§ Selected extract
Vessel Density, Proliferation, and Immunolocalization of Vascular Endothelial Growth Factor in Juvenile Nasopharyngeal Angiofibromas

Author Affiliations

From the Departments of Otorhinolaryngology, University Hospital, School of Medicine, Mainz, Germany (Drs Brieger and Mann); Otolaryngology and Laryngeal Oncology, Marcinkowski University of Medicine, Poznan, Poland (Drs Wierzbicka and Szyfter); and Otolaryngology–Head and Neck Surgery, Wolfson Medical Center, Holon, Israel (Drs Sokolov and Roth). The authors have no relevant financial interest in this article.

Arch Otolaryngol Head Neck Surg. 2004;130(6):727-731. doi:10.1001/archotol.130.6.727

Background  Juvenile nasopharyngeal angiofibroma (JNA) is a rare, highly vascularized neoplasm of the nasopharynx that affects boys and young men. The underlying dysregulated molecular mechanisms remain unclear. The participation of angiogenic growth factors has been suggested, but few studies have been published.

Objectives  To evaluate the expression and localization of vascular endothelial growth factor (VEGF), proliferating cells, and vessel density in JNA.

Study Design  Immunohistochemical examination of 10 consecutive JNAs (8 primary tumors and 2 recurrent tumors).

Methods  Paraffin-embedded and cryopreserved JNA samples were included. VEGF-, CD31-, and Ki67-specific antibodies were applied and visualized using light microscopy. Vascularization was determined by counting CD31-positive vessels. Proliferating and VEGF-expressing vessels as well as stromal cells were quantified by the same method. Patients' age at the time of surgery and tumor stage were correlated with the immunohistochemical data.

§ Data shown
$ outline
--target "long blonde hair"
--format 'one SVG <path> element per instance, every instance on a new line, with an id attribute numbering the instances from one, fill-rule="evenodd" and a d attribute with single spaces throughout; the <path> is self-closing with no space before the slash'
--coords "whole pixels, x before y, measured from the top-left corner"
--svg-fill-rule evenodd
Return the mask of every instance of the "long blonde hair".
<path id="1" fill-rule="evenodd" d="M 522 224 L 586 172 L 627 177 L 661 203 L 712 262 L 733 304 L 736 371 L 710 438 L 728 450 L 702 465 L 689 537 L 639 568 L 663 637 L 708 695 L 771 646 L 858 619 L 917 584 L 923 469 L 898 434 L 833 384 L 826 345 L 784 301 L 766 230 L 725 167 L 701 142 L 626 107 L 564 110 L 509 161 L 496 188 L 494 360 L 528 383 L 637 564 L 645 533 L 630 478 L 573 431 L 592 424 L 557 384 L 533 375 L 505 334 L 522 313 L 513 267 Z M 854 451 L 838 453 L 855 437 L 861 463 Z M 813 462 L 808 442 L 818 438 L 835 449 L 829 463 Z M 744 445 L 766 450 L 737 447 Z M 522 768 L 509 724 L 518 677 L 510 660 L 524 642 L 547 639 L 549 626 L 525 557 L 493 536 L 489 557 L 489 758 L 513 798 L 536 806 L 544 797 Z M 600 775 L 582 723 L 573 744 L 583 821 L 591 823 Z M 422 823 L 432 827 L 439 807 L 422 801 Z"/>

§ Work instructions
**a)** In the angiofibroma abstract, how many tumors were examined, and how were they divided?
**b)** Extend the angiofibroma abstract past its last sentence.
The records have nothing to do with what is asked here.

§ Task results
**a)** Ten consecutive juvenile nasopharyngeal angiofibromas were examined: 8 primary tumors and 2 recurrent tumors.

**b)**
Results  All tumors were heavily vascularized, but major differences were noted between the samples. About half of the vessels were proliferating (Ki67 positive) and half of the Ki67-positive cells were also VEGF positive. The tumor stroma was VEGF positive in 8 of 10 samples and proliferating in 5 of these 8. The 5 samples with both VEGF- and Ki67-positive stroma showed high vessel densities. No correlation was observed between age or tumor stage and vessel density, VEGF expression, or Ki67 expression.

Conclusions  In JNA, VEGF is frequently expressed by stromal cells and vessels and is associated with proliferation and increased vessel density. We suggest the promotion of vascularization by VEGF, but the involvement of androgens in JNA angiogenesis still needs to be analyzed.